- _Goal of the exercise_:
Update the passage of the cURL question starting at "Output for https://affiliatefix.com/sitemap-1.xml" and ending at "gzip //I'm getting empty.", putting "text/xml" in place of "application/xml".

- _Text_:
• • • • •
0

I am using cURL with PHP to get content type and content encoding. I am successfully getting content type but content encoding value is empty.

function get_content_type_curl($url_content_type) {
    
    $agent_content_type = $_SERVER['HTTP_USER_AGENT'];
    $ch_content_type = curl_init();

    curl_setopt($ch_content_type, CURLOPT_URL, $url_content_type);
    curl_setopt($ch_content_type, CURLOPT_RETURNTRANSFER, 1);
    curl_setopt($ch_content_type, CURLOPT_HEADER, 0);
    curl_setopt($ch_content_type, CURLOPT_NOBODY, 1);
    curl_setopt($ch_content_type, CURLOPT_USERAGENT, $agent_content_type);
    curl_setopt($ch_content_type, CURLOPT_FOLLOWLOCATION, 1);

    curl_exec($ch_content_type);
    $content_type = curl_getinfo($ch_content_type, CURLINFO_CONTENT_TYPE);
    $content_encoding = defined('CURLINFO_CONTENT_ENCODING') ? curl_getinfo($ch_content_type, CURLINFO_CONTENT_ENCODING) : '';
    //$content_encoding = curl_getinfo($ch_content_type, CURLINFO_CONTENT_ENCODING);

    curl_close($ch_content_type);

    return array("content_type" => $content_type, "content_encoding" => $content_encoding);
}

$result = get_content_type_curl("https://affiliatefix.com/sitemap-1.xml");

echo $result["content_type"] . "\n";
if (!empty($result["content_encoding"])) {
    echo $result["content_encoding"] . "\n";
}

/**if (strpos($result["content_encoding"], "gzip") !== false) {
    echo $result["content_encoding"] . "\n";
} else {
    echo "No encoding".$result["content_encoding"] . "\n";
}**/

Output for https://affiliatefix.com/sitemap-1.xml :

Content Type : application/xml; charset=utf-8 //successfully getting

Content encoding : gzip //I'm getting empty.
• • • • •
- _Data provided_:

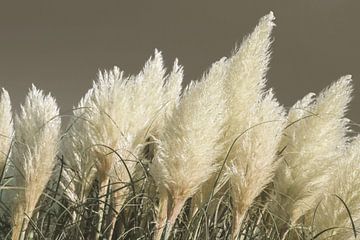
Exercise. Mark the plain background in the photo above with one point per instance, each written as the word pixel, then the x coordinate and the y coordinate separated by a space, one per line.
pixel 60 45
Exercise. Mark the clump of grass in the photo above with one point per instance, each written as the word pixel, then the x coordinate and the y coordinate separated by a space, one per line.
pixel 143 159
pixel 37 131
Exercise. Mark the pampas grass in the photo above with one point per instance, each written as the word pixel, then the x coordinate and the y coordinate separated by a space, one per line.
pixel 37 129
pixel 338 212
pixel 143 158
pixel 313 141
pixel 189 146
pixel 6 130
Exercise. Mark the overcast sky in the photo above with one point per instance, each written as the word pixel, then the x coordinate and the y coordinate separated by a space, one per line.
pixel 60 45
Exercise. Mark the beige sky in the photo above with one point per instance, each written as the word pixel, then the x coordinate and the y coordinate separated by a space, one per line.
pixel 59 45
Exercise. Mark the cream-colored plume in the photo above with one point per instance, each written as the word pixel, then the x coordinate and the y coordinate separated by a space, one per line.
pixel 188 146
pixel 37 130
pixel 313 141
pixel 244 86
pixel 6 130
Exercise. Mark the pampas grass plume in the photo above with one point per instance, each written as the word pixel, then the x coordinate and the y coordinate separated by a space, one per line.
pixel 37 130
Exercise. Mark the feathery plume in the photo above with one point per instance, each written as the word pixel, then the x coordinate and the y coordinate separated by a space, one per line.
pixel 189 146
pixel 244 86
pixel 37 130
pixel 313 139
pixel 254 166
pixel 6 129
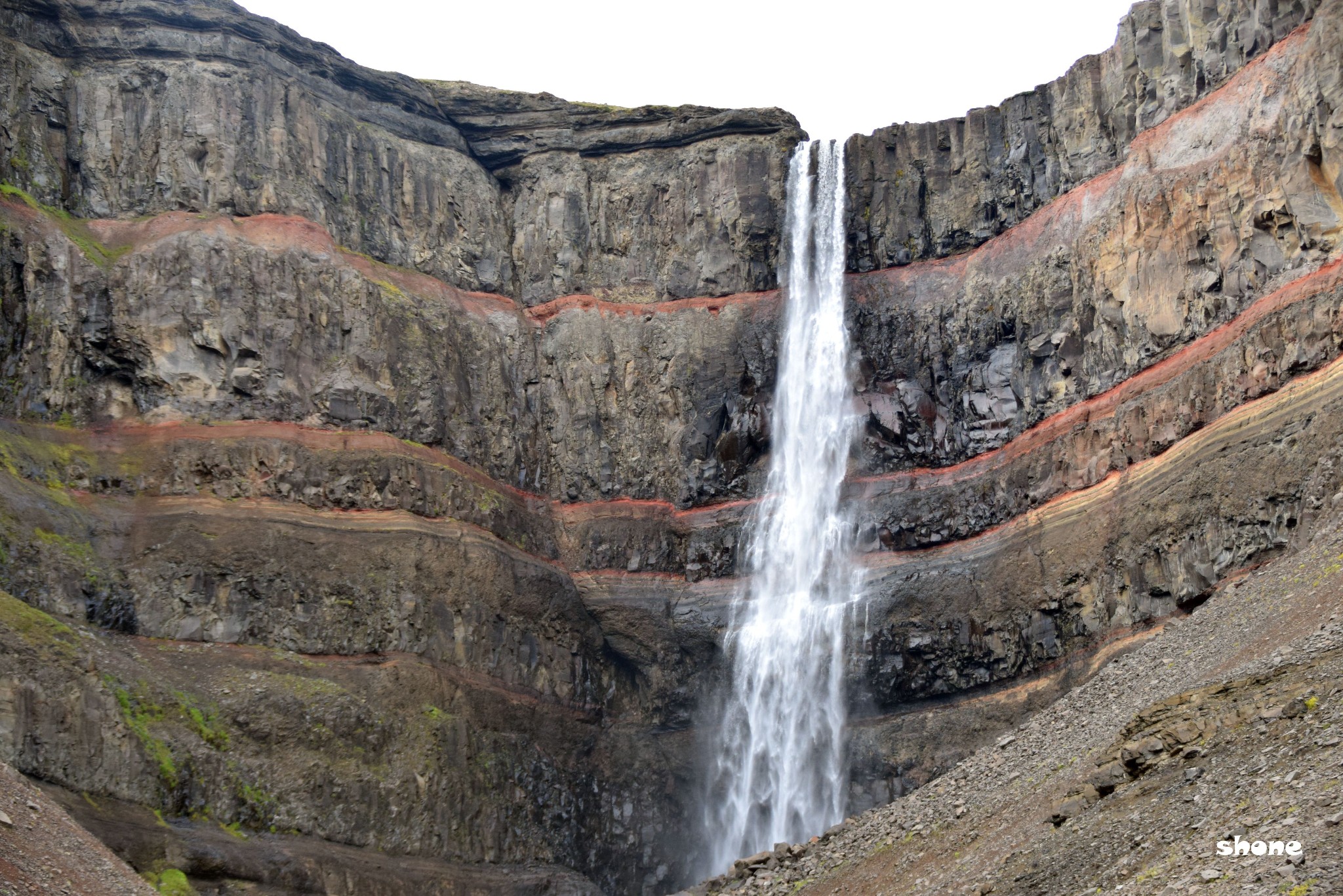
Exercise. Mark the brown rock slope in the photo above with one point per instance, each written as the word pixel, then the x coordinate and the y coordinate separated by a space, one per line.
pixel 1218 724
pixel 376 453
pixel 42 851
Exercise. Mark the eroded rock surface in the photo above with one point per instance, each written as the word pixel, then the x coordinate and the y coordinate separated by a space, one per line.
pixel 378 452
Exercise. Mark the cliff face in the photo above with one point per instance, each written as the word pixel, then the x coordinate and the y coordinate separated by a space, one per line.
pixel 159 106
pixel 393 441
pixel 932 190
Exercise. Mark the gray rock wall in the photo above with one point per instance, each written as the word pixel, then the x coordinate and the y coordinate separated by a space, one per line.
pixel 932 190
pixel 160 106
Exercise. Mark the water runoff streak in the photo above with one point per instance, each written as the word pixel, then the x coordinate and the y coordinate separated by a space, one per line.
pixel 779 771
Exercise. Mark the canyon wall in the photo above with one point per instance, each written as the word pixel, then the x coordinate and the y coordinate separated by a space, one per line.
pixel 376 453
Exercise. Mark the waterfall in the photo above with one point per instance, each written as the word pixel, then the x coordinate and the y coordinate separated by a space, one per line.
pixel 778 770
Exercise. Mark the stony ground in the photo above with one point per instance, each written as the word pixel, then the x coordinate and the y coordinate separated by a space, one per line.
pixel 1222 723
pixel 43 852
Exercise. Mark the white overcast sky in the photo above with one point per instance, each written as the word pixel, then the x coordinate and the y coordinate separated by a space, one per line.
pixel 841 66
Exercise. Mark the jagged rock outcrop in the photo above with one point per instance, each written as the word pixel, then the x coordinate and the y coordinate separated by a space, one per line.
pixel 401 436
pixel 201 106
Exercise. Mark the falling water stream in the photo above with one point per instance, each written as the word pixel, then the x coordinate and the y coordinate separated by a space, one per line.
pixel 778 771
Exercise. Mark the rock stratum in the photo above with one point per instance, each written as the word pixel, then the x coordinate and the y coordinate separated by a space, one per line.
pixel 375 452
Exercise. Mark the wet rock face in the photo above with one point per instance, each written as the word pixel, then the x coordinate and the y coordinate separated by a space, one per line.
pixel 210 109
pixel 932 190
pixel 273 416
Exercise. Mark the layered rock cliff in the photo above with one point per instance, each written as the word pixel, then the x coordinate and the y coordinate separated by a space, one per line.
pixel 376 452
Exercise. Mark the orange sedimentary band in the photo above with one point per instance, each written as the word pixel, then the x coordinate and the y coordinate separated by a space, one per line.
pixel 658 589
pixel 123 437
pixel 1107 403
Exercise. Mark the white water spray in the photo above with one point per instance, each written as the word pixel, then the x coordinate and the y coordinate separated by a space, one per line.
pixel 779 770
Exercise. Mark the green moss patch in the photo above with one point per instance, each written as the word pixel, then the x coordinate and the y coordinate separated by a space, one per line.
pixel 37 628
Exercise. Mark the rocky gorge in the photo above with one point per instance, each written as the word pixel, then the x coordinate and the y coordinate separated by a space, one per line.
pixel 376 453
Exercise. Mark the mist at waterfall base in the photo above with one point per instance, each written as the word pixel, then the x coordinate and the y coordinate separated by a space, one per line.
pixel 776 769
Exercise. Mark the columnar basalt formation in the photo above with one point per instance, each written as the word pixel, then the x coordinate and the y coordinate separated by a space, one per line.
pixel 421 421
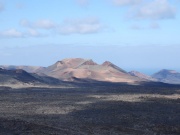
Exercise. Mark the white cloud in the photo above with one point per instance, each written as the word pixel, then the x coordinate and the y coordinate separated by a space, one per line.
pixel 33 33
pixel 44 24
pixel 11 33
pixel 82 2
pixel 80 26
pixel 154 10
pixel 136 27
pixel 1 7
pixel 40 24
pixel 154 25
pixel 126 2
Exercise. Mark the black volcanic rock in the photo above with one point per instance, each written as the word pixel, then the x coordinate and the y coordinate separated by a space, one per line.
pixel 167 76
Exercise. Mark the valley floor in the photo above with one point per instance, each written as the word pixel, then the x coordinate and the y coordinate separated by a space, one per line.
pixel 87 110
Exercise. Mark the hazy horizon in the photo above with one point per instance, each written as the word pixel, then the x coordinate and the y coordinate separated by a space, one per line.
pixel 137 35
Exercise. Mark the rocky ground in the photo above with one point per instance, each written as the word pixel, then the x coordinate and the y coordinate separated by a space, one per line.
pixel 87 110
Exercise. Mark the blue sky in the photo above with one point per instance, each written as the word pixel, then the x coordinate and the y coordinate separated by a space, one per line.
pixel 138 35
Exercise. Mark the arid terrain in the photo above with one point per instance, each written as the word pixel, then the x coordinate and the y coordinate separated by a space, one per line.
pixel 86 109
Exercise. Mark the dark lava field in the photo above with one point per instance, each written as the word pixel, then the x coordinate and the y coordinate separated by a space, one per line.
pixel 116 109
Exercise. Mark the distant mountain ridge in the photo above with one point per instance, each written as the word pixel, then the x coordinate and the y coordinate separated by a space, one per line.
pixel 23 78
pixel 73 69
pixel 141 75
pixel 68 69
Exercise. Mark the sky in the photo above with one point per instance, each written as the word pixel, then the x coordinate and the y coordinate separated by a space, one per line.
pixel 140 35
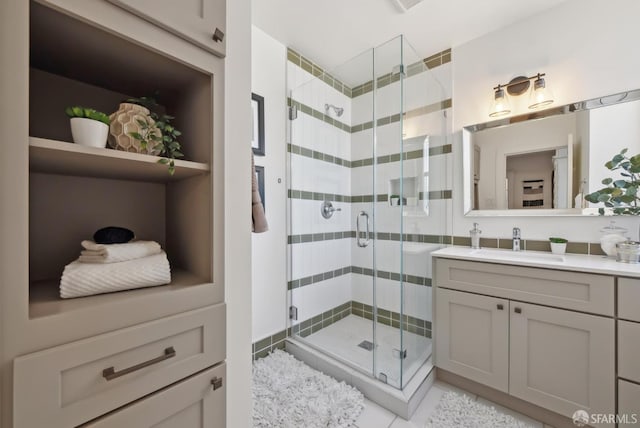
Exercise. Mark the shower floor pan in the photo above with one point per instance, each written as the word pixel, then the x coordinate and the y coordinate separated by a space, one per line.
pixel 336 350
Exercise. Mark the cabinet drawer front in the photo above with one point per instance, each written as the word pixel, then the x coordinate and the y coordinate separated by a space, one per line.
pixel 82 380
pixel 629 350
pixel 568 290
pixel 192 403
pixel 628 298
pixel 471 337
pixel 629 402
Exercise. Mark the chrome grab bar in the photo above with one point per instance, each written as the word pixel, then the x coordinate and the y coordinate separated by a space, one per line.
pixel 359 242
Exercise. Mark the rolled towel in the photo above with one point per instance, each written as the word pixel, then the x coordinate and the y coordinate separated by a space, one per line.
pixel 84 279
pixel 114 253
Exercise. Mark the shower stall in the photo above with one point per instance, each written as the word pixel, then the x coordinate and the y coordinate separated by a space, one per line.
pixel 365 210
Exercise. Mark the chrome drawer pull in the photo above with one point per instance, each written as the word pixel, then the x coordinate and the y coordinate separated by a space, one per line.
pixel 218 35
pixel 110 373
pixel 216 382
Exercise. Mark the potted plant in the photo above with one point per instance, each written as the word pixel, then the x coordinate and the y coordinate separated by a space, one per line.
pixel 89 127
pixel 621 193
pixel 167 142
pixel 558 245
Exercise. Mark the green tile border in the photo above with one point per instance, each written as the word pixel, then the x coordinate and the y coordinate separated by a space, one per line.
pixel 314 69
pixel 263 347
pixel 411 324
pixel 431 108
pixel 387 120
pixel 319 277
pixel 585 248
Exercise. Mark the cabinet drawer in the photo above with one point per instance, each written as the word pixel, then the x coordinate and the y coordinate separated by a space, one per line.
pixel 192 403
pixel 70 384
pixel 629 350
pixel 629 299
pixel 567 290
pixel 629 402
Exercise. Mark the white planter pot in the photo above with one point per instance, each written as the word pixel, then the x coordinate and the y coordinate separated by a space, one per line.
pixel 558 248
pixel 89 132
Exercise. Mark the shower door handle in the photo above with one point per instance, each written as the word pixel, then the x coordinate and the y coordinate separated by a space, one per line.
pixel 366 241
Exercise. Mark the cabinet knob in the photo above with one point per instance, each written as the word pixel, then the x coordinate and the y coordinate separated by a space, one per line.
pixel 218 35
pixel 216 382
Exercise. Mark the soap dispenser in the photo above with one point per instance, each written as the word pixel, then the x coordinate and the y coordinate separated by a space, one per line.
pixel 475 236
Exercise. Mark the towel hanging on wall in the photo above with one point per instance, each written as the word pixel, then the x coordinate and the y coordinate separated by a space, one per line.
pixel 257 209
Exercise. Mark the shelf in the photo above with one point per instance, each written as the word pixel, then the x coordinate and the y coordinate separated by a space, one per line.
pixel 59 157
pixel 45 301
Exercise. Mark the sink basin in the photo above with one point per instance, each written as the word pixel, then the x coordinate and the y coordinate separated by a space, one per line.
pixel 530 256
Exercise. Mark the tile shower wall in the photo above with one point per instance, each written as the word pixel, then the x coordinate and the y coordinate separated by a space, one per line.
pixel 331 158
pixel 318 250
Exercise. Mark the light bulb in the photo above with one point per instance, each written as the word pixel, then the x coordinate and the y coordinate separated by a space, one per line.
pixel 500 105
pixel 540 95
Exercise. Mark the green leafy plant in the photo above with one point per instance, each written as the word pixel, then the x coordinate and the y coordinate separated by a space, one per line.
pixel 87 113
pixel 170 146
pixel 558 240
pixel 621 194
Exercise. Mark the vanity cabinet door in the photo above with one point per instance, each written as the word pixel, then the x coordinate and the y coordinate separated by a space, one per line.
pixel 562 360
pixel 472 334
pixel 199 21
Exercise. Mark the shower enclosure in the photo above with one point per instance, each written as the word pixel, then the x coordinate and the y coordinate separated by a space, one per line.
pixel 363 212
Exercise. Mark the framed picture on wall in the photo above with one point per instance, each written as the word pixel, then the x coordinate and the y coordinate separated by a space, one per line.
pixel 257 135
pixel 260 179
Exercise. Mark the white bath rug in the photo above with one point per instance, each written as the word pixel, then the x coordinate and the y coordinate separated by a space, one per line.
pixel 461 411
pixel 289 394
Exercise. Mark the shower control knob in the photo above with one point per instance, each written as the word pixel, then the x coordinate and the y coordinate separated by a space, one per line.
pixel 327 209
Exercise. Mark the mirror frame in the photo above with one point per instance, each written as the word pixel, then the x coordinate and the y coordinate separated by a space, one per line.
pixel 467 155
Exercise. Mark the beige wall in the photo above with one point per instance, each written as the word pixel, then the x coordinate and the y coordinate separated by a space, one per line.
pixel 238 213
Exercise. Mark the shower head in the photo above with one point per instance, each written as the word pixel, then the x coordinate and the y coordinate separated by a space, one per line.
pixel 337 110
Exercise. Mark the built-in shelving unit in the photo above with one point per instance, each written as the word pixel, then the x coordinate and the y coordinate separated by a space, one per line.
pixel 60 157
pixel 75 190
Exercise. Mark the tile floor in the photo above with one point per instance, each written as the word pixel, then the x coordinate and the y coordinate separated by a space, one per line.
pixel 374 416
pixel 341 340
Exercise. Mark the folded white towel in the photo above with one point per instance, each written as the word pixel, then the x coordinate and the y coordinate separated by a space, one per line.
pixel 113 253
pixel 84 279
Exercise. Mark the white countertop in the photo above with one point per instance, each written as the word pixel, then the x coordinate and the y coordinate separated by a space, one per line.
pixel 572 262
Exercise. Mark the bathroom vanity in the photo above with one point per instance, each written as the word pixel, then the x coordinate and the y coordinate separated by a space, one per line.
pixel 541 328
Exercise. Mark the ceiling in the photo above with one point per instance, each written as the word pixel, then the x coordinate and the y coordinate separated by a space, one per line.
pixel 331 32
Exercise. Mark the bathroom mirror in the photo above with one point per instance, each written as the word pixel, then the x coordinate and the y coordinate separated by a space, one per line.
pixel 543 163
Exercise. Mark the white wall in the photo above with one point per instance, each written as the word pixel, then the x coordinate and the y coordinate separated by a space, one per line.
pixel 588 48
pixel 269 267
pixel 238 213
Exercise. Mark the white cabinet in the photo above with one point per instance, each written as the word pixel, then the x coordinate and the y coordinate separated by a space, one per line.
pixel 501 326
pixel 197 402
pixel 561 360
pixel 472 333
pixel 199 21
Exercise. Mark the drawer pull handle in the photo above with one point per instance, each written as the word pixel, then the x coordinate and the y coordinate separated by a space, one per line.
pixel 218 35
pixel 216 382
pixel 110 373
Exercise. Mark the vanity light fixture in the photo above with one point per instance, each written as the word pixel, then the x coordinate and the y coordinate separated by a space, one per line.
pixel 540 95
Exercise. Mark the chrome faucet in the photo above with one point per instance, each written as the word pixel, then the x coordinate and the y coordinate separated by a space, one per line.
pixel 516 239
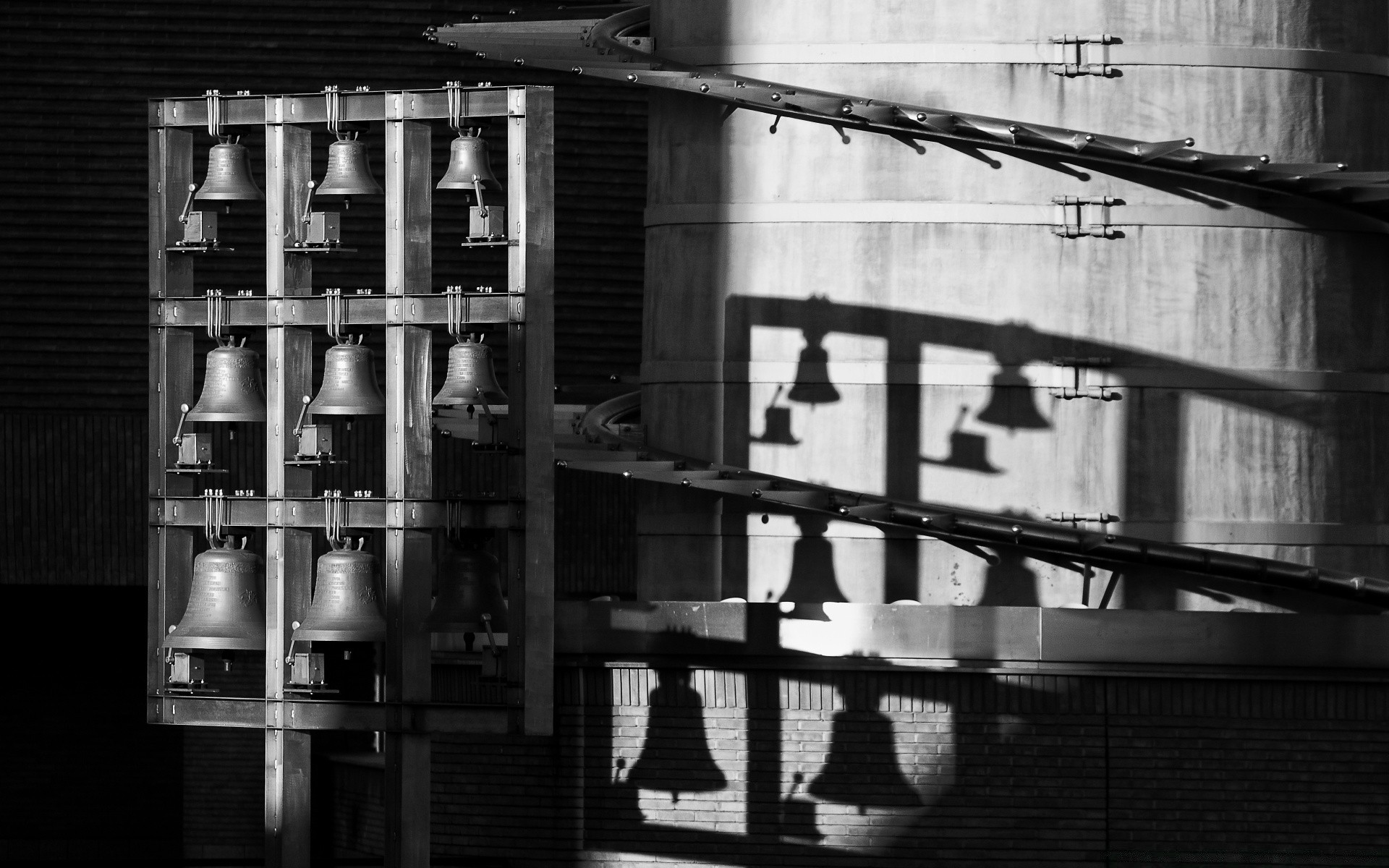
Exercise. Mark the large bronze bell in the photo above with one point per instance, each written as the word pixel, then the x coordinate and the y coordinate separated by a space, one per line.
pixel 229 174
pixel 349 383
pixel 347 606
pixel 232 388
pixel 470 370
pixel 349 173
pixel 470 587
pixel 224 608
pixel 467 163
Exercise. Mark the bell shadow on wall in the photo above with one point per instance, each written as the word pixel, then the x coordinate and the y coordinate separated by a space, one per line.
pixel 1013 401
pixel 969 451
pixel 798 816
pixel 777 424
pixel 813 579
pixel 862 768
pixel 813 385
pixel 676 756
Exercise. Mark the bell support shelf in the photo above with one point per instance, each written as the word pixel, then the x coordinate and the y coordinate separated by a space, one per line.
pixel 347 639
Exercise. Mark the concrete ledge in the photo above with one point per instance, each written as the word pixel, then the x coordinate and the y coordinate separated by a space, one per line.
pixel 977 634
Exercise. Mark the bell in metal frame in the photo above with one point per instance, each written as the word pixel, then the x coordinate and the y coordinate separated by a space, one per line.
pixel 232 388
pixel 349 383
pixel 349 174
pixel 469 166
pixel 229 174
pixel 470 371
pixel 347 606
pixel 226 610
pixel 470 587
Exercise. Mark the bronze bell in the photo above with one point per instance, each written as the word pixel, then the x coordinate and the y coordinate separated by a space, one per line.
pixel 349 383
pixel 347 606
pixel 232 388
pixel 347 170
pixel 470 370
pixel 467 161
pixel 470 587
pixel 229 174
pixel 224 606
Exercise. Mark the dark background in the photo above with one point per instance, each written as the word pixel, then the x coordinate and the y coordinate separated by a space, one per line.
• • • • •
- _Result for this task_:
Output for https://affiliatefix.com/sitemap-1.xml :

Content Type : text/xml; charset=utf-8 //successfully getting

Content encoding : gzip //I'm getting empty.